Selected passage »
* START *
Under the Education for All Handicapped Children Act of 1975, P.L. 94-142, students must remain in a placement made by school officials until all due-process procedures have been exhausted, David Berman, a lawyer for the Burlington, Mass., school committee, told the Justices during arguments in a case brought by the parents of Michael Panico, a 14-year-old with learning disabilities.

If the Panicos are awarded fees to cover the cost of their son’s “self-help” private-school placement, argued Mr. Berman, the section of P.L. 94-142 dealing with educational placements will be unenforceable.

“Are we going to say to the parents, ‘You were very naughty, you shouldn’t have done it, but it won’t matter’?” he asked the Justices.

The school committee petitioned the Court to hear the case, although the federal district court is still wait-ing to make a final ruling on how much the parents should be awarded in tuition costs. The Court is being asked to decide whether, under the circumstances of the case, the parents are entitled to such a reimbursement under P.L. 94-142.

State Argument

The section of the statute in question states that “during the pendency of any proceedings ... unless the state or local educational agency and the parents or guardian otherwise agree, the child shall remain in the then current educational placement of such child” until all proceedings have been completed.

But Ellen L. Janos, an assistant state attorney general who argued the state’s position in favor of the parents, countered that the Congress, in fashioning P.L. 94-142, “did not intend to displace choices” that parents have traditionally been allowed to make. “I don’t think Congress intended to keep children in an inappropriate placement,” she added. “Parents should be allowed to move their child to what they believe is an appropriate placement, and if it turns out they were right, they should be reimbursed.”

Learning Disabilities

The case before the Court, School Committee of the Town of Burlington v. Department of Education of the Commonwealth of Massachusetts8(Case No. 84-433), dates from 1976, when Michael, then 5 years old, was enrolled in a public school in Burlington. By the middle of his second year, it became clear that the boy had learning disabilities, and local school authorities drew up an individual-education plan, according to court documents.
* END *
Source data »
* START *
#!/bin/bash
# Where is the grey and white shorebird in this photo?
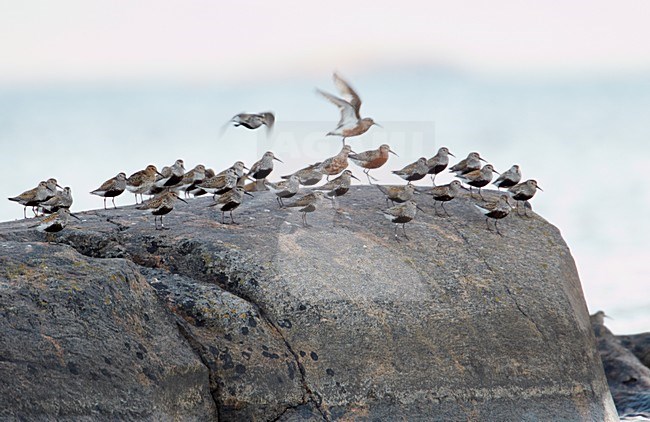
* END *
What to do »
1 > In the article on the Burlington special-education case, who argued the state's position in favor of the parents?
2 > Translate this sentence from the article on the Burlington special-education case into Spanish: "By the middle of his second year, it became clear that the boy had learning disabilities, and local school authorities drew up an individual-education plan, according to court documents."
3 > Carry the article on the Burlington special-education case forward from its final sentence with the next part.
The data is separate material and has no connection to the article on the Burlington special-education case.

Task results »
1 > Ellen L. Janos, an assistant state attorney general.

2 > A mediados de su segundo año, quedó claro que el niño tenía dificultades de aprendizaje, y las autoridades escolares locales elaboraron un plan de educación individual, según documentos judiciales.

3 >
At the end of the school year, the Panicos met with a team under the auspices of the town’s coordinator of special education. A new iep drawn up at that time would have placed Michael in a special-education class in another public school in Burlington for the 1979-80 school year.

The Panicos, however, rejected the iep and placed their son in a private school without the permission of school authorities. At the same time, they appealed the iep to the state department of education.

The state agency decided in early 1980 that the appropriate placement for Michael was in the private school and ordered the school committee to pay the tuition.

Case Appealed

The school committee appealed the state’s ruling in federal district court in 1980. Later that year, the court ruled in favor of the parents and the state, and in February 1981 ordered the local officials to reimburse the parents for tuition and related expenses. The town put $7,000 for the 1979-80 school-year tuition and transportion in escrow, and paid the parents $12,000 for the next two years, said Ms. Janos.

Faced with a possible cutoff of federal funds under P.L. 94-142, the school committee agreed to pay Michael’s tuition, with the understanding that it would be reimbursed if its litigation were successful.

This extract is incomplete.